» **练习题**:
- 1) 在这段 RDD 编程指南里,创建 SparkSession 时给 spark.executor.memory 设的值是多少?
- 2) 按这段 RDD 编程指南中的注释,代码为什么要设置 PYSPARK_PYTHON 和 PYSPARK_DRIVER_PYTHON 两个环境变量?请用一到三句话说明。
- 3) 接着这段 RDD 编程指南最后一行往下写。

» **所给摘录**:

# RDD Programming Guide

In [10]:
import os
os.environ['JAVA_HOME'] = "C:/Program Files/Java/jdk-1.8"
# 配置hadoop路径
os.environ['HADOOP_HOME'] = "D:/hadoop-3.3.4"
# 配置python解释器
os.environ['PYSPARK_PYTHON'] = "D:/Anaconda/envs/DDL/python.exe"
os.environ['PYSPARK_DRIVER_PYTHON'] = "D:/Anaconda/envs/DDL/python.exe"
from pyspark.sql import SparkSession

# Create a new SparkSession
spark = (SparkSession
         .builder
         .appName("RDD")
         .master("local[2]")
         .config("spark.executor.memory", "512m")
         .getOrCreate())

# Set log level to ERROR
spark.sparkContext.setLogLevel("ERROR")
# 获取 SparkContext
sc = spark.sparkContext
print(spark)
print(sc)

» **给定数据**:
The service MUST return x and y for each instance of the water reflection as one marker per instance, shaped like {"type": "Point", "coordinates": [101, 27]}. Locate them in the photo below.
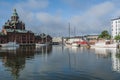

» **逐题答案**:
- 1) 512m

- 2) 注释说明这是为了配置 Python 解释器。两个变量都指向 D:/Anaconda/envs/DDL/python.exe。

- 3)
<pyspark.sql.session.SparkSession object at 0x000001E87B757310>
<SparkContext master=local[2] appName=RDD>


## 1. Creating RDDs

**创建 RDD 有两种方法：**
- 并行化驱动程序中的现有集合
- 引用外部存储系统中的数据集，例如共享文件系统、HDFS、HBase 或任何提供 Hadoop InputFormat 的数据源.

<p>

**关于使用 Spark 读取文件**:
- 如果使用本地文件系统上的路径，则**工作节点**上的相同路径也必须可以访问该文件。将文件复制到所有工作节点或使用网络挂载的共享文件系统。
- Spark 的所有基于文件的输入方法（包括 textFile）都支持在**目录、压缩文件和通配符**上运行。例如，您可以使用 `textFile("/my/directory")`、`textFile("/my/directory/*.txt")` 和 `textFile("/my/directory/*.gz")`。
- `textFile` 方法默认情况下为文件的每个块创建一个分区（块在 HDFS 中默认情况下为 128MB），但也可以通过传递更大的值来请求更多分区。请注意，**不能**拥有少于块的分区

<p>

**`SparkContext.wholeTextFiles`**
- `SparkContext.wholeTextFiles` 允许您读取包含**多个小型文本文件的目录**，并将每个文件作为 **(文件名，内容)** 对返回。这与 `textFile` 形成对比，`textFile` 将为每个文件中的 **每一行** 返回一个记录


In [11]:
# 并行化驱动程序中的现有集合
data = [1, 2, 3, 4, 5]
dataRdd = sc.parallelize(data)

# 引用外部存储系统中的数据集
fileRdd = sc.textFile("../data/wordcount/data.txt")

## 2. RDD Operations
<p>

RDDs support two types of operations: ***transformations***, which **create a new dataset** from an existing one, and ***actions***, which **return a value** to the **driver program** after running a computation on the dataset.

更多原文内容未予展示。